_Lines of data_
====
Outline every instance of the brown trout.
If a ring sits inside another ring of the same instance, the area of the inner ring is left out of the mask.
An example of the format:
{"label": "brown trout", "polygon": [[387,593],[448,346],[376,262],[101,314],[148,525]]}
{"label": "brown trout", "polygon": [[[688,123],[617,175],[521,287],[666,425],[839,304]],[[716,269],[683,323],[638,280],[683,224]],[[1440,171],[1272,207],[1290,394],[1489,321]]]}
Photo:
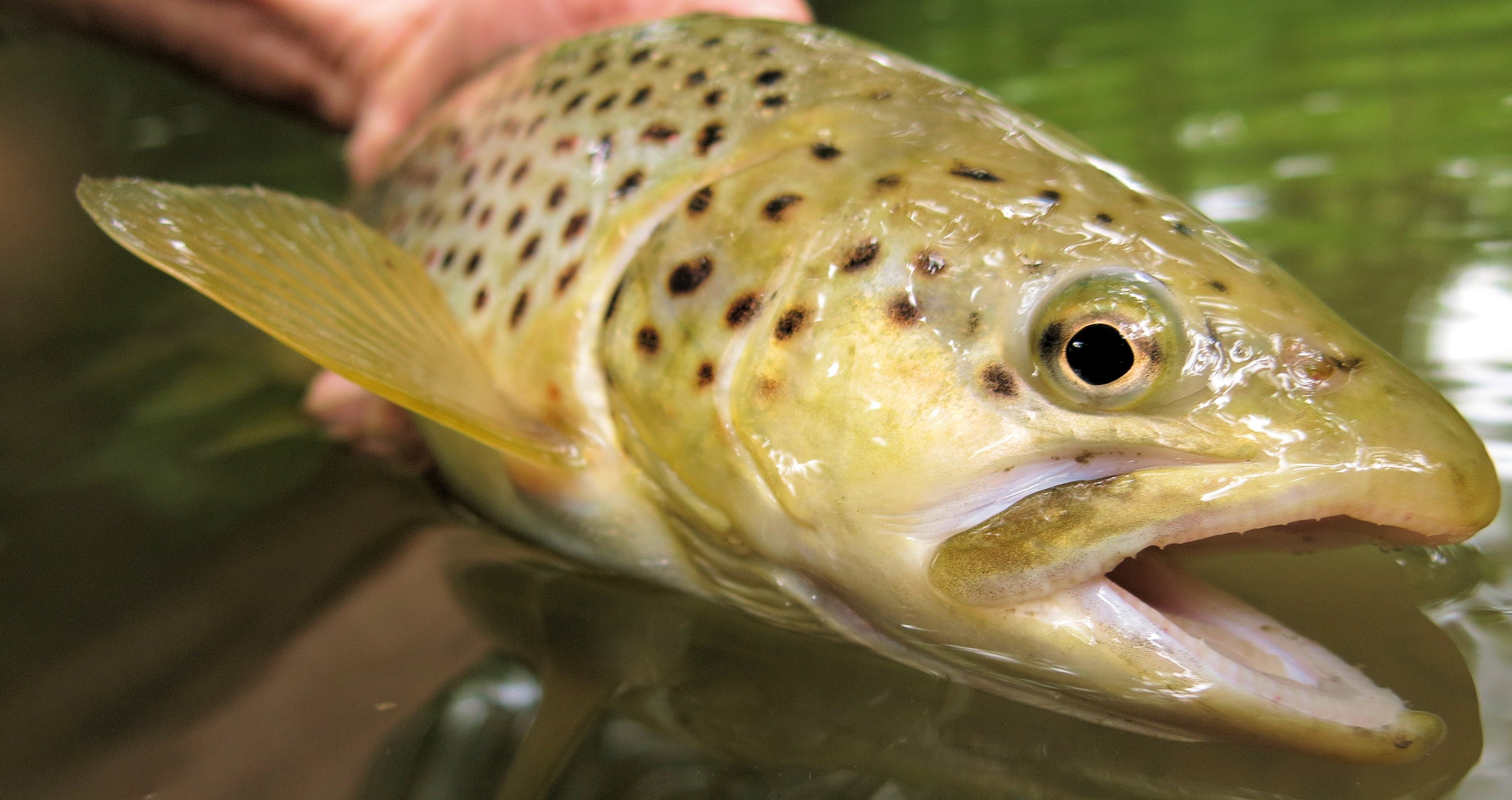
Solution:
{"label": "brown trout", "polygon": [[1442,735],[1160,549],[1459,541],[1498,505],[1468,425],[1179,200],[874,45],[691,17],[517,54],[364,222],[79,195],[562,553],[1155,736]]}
====
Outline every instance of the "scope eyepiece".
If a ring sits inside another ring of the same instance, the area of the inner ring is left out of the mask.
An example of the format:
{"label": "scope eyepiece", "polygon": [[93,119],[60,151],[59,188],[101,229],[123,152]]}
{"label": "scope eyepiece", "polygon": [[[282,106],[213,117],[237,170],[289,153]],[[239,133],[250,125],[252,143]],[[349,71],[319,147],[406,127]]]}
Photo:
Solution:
====
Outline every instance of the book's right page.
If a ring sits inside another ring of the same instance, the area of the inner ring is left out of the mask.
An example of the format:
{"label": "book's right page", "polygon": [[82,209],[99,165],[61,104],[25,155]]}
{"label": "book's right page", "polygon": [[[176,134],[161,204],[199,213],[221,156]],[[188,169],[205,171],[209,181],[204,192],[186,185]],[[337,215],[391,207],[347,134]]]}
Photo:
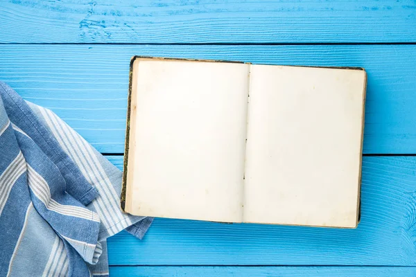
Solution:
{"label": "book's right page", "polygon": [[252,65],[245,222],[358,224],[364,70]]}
====
_Task directions_
Can you extract each line of the material that contains the word "every"? Case counts.

_Response to this task_
Outline every instance of the brown trout.
Outline every instance of the "scope eyepiece".
Outline every instance of the book's right page.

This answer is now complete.